* WHAT YOU ARE ASKED TO DO *
Copy out all of the material below verbatim, leaving out the pictures.

Detection examples
Start

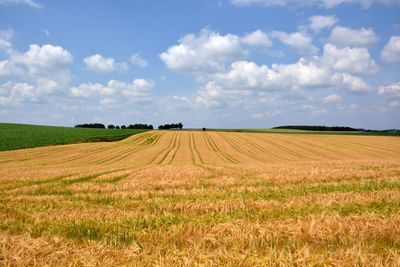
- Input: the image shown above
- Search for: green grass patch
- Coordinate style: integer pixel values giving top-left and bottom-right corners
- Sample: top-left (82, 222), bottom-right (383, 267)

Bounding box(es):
top-left (0, 123), bottom-right (148, 151)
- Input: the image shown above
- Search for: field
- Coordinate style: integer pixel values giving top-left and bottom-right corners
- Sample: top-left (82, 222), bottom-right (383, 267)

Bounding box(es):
top-left (0, 123), bottom-right (148, 151)
top-left (0, 131), bottom-right (400, 266)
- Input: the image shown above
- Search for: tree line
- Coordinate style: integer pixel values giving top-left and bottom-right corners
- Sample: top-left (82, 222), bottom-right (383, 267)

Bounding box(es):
top-left (158, 122), bottom-right (183, 130)
top-left (75, 123), bottom-right (153, 130)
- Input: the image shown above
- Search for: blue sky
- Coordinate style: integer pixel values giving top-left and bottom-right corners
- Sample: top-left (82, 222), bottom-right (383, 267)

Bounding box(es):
top-left (0, 0), bottom-right (400, 129)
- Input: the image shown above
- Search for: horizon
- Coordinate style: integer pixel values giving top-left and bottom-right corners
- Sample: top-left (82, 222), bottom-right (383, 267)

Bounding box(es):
top-left (0, 0), bottom-right (400, 130)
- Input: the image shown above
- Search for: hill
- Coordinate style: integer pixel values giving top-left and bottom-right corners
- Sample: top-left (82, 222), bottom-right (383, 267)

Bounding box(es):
top-left (0, 123), bottom-right (146, 151)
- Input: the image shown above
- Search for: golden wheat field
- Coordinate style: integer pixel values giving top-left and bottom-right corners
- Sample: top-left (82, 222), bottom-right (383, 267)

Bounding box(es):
top-left (0, 131), bottom-right (400, 266)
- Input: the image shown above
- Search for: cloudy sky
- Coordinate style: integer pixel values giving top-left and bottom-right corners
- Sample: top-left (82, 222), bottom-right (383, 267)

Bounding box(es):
top-left (0, 0), bottom-right (400, 129)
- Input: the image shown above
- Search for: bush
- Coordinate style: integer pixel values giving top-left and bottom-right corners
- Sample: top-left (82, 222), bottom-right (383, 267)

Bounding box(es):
top-left (158, 122), bottom-right (183, 130)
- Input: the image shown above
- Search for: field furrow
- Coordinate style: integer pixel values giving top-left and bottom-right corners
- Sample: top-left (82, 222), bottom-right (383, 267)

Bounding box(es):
top-left (0, 130), bottom-right (400, 266)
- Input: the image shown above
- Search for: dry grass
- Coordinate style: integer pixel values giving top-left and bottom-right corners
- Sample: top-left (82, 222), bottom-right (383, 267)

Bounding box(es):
top-left (0, 131), bottom-right (400, 266)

End

* SOLUTION FOR THIS EXERCISE *
- Input: the image shown above
- Search for: green grass patch
- Coordinate style: integer pixel values giving top-left and bottom-right corners
- Sample: top-left (82, 222), bottom-right (383, 267)

Bounding box(es):
top-left (0, 123), bottom-right (148, 151)
- Input: the image shown above
- Search for: field
- Coordinate style: integer pixel values giving top-left and bottom-right corners
- Sample: top-left (82, 222), bottom-right (383, 267)

Bounding box(es):
top-left (0, 123), bottom-right (148, 151)
top-left (0, 131), bottom-right (400, 266)
- Input: the image shown above
- Search for: tree line
- Coordinate style: integer pixel values giving top-left and bottom-right corners
- Sample: top-left (82, 222), bottom-right (383, 267)

Bounding box(es):
top-left (158, 122), bottom-right (183, 130)
top-left (75, 123), bottom-right (153, 130)
- Input: the image shown above
- Search for: blue sky
- Coordinate style: integer pixel values giving top-left and bottom-right corners
- Sample: top-left (82, 222), bottom-right (383, 267)

Bounding box(es):
top-left (0, 0), bottom-right (400, 129)
- Input: the image shown above
- Search for: horizon
- Coordinate style: integer pixel values giving top-left and bottom-right corners
- Sample: top-left (82, 222), bottom-right (383, 267)

Bounding box(es):
top-left (0, 0), bottom-right (400, 130)
- Input: the image shown above
- Search for: hill
- Coordinate style: integer pixel values giving top-left and bottom-right corners
- Sample: top-left (82, 222), bottom-right (383, 267)

Bounding box(es):
top-left (0, 123), bottom-right (146, 151)
- Input: the image shown above
- Search for: golden wheat field
- Coordinate style: integer pixel values giving top-left and bottom-right corners
- Sample: top-left (82, 222), bottom-right (383, 267)

Bounding box(es):
top-left (0, 131), bottom-right (400, 266)
- Input: the image shown above
- Search for: cloudy sky
- Coordinate style: integer pixel values giving top-left and bottom-right corners
- Sample: top-left (82, 222), bottom-right (383, 267)

Bounding box(es):
top-left (0, 0), bottom-right (400, 129)
- Input: the image shown above
- Search for: bush
- Coordinate style: integer pixel values giving top-left and bottom-right corners
- Sample: top-left (82, 222), bottom-right (383, 267)

Bounding box(es):
top-left (158, 122), bottom-right (183, 130)
- Input: the image shown above
- Search for: field furrow
- Coordinate style: integer pixel values giving top-left and bottom-right corners
- Sample: top-left (82, 222), bottom-right (383, 267)

Bounding box(es):
top-left (0, 130), bottom-right (400, 266)
- Input: the image shown above
- Search for: dry grass
- Coordinate style: integer pixel values giving top-left and bottom-right corners
- Sample: top-left (82, 222), bottom-right (383, 267)

Bounding box(es):
top-left (0, 131), bottom-right (400, 266)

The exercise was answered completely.